(Data entries)
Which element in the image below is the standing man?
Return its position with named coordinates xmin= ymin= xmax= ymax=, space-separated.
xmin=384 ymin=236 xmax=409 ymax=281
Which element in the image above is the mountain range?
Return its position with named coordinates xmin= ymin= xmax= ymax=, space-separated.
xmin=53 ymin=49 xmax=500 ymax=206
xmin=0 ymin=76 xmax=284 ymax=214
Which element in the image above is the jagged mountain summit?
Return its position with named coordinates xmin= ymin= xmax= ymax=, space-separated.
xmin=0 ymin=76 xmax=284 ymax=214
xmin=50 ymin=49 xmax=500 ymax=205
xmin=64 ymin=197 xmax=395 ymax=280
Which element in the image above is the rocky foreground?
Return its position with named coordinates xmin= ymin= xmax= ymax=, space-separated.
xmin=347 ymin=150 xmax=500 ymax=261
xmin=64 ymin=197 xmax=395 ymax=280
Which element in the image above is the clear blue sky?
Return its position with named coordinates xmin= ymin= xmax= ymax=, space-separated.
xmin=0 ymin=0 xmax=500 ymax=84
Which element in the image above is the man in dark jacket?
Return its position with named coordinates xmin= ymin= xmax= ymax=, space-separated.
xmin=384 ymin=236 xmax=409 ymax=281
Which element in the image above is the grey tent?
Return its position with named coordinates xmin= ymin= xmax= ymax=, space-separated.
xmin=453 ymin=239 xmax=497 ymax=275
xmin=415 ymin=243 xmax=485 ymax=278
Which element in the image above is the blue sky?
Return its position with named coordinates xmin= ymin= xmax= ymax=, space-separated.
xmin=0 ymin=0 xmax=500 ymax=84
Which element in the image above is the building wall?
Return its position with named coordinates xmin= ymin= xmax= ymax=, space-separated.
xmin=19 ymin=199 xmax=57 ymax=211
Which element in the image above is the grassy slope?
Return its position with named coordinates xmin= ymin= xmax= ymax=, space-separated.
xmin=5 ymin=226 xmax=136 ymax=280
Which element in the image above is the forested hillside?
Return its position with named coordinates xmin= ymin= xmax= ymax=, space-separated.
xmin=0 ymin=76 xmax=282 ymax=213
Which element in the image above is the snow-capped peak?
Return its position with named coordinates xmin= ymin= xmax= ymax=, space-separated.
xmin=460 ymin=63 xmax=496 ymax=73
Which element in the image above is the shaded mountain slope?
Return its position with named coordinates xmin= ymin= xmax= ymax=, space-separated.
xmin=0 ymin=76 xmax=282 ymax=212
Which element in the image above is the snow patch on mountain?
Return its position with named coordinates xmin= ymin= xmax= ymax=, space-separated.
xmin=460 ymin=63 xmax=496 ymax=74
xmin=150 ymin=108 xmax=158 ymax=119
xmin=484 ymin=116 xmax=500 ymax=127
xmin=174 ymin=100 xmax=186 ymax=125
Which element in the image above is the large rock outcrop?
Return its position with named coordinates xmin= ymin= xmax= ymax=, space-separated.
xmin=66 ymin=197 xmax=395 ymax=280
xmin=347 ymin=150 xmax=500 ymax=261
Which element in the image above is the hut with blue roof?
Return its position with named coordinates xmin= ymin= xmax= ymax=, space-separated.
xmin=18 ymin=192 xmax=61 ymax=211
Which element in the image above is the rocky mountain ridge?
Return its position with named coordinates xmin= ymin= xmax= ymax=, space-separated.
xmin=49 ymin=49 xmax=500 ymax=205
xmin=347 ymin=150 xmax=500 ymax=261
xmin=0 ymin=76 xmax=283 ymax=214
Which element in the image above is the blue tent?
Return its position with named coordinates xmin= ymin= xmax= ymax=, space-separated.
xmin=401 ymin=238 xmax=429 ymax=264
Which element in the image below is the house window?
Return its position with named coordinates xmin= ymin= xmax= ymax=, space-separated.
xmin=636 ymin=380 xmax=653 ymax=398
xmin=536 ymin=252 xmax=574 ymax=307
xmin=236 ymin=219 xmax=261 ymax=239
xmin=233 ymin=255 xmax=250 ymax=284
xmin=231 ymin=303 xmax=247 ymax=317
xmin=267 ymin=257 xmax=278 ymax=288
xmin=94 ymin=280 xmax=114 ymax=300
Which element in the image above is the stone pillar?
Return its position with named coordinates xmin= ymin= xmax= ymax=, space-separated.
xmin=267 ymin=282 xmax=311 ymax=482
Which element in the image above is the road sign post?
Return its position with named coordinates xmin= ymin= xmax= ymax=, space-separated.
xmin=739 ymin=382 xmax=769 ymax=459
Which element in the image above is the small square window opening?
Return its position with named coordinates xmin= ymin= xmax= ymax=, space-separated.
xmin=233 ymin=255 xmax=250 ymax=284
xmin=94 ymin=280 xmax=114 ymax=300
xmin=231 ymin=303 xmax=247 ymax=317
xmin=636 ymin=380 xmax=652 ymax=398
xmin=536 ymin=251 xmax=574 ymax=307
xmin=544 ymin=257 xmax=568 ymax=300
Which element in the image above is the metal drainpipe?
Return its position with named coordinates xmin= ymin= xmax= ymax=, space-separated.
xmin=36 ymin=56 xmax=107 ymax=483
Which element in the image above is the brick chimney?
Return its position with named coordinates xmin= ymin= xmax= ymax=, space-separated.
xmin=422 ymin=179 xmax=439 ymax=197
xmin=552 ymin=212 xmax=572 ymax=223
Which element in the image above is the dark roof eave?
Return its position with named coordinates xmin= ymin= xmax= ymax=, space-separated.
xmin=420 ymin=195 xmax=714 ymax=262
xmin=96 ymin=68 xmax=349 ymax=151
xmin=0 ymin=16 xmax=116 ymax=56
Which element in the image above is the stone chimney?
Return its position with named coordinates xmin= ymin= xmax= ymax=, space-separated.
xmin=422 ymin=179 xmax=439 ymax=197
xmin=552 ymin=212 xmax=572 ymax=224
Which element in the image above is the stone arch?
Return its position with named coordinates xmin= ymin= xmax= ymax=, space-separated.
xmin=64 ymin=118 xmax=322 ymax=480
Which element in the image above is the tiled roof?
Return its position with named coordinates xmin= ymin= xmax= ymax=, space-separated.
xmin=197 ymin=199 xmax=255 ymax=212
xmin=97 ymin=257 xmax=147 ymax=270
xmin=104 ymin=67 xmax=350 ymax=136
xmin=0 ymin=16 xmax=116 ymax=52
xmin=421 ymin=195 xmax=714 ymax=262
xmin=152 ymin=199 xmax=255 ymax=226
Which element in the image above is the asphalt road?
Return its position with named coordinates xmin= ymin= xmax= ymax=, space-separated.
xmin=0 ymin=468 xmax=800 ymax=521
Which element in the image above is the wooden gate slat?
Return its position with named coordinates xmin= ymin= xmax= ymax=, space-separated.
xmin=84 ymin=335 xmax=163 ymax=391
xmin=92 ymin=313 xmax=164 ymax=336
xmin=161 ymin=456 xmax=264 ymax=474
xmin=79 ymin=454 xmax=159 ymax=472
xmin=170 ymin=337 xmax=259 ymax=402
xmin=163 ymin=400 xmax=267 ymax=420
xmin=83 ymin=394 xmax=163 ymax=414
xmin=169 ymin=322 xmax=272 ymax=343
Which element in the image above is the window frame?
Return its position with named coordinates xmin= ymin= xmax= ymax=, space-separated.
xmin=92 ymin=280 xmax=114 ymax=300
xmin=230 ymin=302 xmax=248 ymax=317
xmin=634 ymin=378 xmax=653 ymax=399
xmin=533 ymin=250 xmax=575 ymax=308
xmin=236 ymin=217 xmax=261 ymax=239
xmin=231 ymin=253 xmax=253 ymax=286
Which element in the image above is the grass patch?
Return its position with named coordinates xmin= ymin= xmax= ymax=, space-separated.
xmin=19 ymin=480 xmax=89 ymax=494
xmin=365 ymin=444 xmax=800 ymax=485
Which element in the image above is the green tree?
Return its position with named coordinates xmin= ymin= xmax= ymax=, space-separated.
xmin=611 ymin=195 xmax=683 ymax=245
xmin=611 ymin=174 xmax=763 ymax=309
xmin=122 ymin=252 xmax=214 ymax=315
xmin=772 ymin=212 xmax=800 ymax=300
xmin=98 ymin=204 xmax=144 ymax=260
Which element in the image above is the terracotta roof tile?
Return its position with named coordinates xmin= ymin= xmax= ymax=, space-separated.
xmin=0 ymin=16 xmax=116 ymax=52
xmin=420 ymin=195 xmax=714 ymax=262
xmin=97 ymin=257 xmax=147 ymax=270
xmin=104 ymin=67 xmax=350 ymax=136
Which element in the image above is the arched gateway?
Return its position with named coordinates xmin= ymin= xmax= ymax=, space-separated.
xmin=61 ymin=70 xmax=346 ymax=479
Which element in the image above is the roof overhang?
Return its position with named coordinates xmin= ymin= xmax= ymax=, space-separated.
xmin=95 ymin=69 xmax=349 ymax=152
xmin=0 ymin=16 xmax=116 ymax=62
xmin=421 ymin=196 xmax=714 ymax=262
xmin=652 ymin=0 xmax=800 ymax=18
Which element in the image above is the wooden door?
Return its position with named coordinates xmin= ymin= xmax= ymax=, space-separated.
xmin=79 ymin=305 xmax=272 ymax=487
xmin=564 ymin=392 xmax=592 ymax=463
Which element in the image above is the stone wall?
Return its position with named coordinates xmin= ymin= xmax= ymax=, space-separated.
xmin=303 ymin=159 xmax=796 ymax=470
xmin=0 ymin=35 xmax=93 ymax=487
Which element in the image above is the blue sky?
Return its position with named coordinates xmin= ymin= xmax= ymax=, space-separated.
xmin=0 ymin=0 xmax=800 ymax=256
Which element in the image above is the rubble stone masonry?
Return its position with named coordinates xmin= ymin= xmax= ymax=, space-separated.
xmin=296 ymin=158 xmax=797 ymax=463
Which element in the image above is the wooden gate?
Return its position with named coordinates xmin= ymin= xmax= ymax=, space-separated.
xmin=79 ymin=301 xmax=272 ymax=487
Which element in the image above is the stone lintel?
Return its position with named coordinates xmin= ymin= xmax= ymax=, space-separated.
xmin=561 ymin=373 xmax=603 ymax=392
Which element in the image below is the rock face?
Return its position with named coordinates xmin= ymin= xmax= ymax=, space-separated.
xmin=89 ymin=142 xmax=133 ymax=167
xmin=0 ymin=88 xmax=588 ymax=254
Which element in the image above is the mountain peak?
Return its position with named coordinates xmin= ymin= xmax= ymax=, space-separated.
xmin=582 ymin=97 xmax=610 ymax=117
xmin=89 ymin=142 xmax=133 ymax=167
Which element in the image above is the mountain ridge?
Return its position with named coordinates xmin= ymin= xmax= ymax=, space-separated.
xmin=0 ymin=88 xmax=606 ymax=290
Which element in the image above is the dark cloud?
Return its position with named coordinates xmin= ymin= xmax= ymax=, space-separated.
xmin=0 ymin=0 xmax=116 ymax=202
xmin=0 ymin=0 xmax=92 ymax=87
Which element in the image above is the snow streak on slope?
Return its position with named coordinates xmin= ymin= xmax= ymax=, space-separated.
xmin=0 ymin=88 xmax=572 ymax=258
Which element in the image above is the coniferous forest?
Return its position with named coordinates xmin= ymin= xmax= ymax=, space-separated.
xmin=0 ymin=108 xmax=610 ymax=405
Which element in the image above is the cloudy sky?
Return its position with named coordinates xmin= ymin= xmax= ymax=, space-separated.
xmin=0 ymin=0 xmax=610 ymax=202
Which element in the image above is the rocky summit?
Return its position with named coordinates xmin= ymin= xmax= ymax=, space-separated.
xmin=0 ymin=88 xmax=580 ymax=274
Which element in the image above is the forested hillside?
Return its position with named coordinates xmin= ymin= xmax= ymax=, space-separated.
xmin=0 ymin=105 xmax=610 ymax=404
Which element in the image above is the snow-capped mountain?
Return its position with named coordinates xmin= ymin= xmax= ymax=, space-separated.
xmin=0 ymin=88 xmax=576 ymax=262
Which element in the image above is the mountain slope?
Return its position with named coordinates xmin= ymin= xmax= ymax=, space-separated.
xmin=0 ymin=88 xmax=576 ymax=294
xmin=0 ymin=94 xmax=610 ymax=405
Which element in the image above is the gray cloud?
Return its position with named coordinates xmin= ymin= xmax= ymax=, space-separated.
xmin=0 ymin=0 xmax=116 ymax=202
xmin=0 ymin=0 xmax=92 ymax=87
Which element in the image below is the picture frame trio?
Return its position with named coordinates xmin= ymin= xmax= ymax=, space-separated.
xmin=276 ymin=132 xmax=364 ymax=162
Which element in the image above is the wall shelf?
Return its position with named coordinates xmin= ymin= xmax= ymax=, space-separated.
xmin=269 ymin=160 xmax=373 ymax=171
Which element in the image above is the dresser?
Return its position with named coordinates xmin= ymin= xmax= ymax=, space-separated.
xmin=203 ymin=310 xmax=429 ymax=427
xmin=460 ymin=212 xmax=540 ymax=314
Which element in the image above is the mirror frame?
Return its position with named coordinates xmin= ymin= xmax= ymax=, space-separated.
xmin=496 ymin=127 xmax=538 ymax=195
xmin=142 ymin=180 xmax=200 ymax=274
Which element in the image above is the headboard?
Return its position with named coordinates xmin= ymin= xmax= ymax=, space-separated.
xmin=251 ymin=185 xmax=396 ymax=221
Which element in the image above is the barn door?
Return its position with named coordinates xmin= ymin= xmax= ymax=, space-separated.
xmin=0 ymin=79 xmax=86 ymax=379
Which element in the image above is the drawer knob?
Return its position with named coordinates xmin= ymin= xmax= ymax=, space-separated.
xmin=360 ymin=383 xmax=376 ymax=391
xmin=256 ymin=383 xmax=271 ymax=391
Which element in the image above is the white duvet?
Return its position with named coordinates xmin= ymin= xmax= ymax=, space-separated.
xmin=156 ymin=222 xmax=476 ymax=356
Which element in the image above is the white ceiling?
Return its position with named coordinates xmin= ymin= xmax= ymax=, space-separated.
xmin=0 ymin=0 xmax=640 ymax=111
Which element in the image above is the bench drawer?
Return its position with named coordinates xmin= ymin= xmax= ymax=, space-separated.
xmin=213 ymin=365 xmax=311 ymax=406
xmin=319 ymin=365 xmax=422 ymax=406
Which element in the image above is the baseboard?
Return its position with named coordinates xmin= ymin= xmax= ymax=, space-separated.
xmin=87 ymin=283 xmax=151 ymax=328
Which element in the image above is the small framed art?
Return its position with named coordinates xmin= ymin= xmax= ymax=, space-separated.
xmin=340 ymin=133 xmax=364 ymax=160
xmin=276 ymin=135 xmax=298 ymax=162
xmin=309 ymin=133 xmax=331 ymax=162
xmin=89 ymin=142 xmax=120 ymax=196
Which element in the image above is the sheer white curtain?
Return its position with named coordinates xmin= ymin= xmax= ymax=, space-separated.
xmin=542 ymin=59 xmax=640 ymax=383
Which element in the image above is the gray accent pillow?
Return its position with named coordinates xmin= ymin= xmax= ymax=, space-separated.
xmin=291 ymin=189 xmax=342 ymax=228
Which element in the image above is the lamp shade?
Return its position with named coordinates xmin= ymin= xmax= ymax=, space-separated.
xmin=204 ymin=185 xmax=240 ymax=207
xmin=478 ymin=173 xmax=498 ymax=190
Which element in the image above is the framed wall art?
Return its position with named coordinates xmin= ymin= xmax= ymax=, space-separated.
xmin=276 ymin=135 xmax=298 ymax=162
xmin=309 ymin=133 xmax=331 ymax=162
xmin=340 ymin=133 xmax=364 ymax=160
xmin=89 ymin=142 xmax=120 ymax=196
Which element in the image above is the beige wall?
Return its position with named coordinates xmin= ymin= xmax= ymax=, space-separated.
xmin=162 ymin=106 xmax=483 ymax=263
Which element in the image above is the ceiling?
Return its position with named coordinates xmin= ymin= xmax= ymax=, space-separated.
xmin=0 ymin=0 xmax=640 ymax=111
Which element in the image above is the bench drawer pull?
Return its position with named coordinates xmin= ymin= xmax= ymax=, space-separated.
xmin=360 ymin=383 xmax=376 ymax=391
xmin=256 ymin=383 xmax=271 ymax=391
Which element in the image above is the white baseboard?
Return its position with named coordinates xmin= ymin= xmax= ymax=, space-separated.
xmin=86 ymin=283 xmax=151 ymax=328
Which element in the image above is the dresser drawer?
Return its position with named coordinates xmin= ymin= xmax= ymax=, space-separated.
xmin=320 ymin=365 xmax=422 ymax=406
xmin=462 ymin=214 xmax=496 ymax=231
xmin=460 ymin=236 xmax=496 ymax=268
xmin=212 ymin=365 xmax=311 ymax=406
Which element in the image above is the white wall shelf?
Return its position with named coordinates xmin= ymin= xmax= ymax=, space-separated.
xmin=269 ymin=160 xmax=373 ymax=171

Written problem -> Rewrite the stretch of entries from the line containing "Which element in the image above is the stone pillar?" through the line containing "xmin=0 ymin=16 xmax=116 ymax=56", keeping the request lines as they are but multiplying every coordinate in the answers by 2.5. Round each result to a whole number, with halves rounded up.

Solution to this task ->
Which element in the image above is the stone pillar?
Return its position with named coordinates xmin= ymin= xmax= ymax=, space-separated.
xmin=668 ymin=705 xmax=778 ymax=1205
Which element in the image above is the road sign post?
Return its position with named coordinates xmin= ymin= xmax= ymax=, space-separated.
xmin=1848 ymin=955 xmax=1923 ymax=1148
Which element in the image above is the small square window opening?
Return its position with named coordinates xmin= ymin= xmax= ymax=, space-separated.
xmin=583 ymin=638 xmax=625 ymax=710
xmin=235 ymin=700 xmax=285 ymax=750
xmin=578 ymin=758 xmax=618 ymax=793
xmin=1590 ymin=950 xmax=1630 ymax=995
xmin=1340 ymin=628 xmax=1435 ymax=768
xmin=1360 ymin=643 xmax=1420 ymax=750
Which element in the image above is the metal drainpipe?
Return its position with named coordinates xmin= ymin= xmax= ymax=, space-separated.
xmin=90 ymin=140 xmax=268 ymax=1208
Which element in the image above is the brick chimney?
Return its position with named coordinates xmin= ymin= xmax= ymax=, space-separated.
xmin=1055 ymin=448 xmax=1098 ymax=493
xmin=1380 ymin=530 xmax=1430 ymax=558
Which element in the image above is the dark roof eave?
Return its position with named coordinates xmin= ymin= xmax= ymax=, space-separated.
xmin=1050 ymin=488 xmax=1785 ymax=655
xmin=240 ymin=170 xmax=873 ymax=378
xmin=0 ymin=40 xmax=290 ymax=140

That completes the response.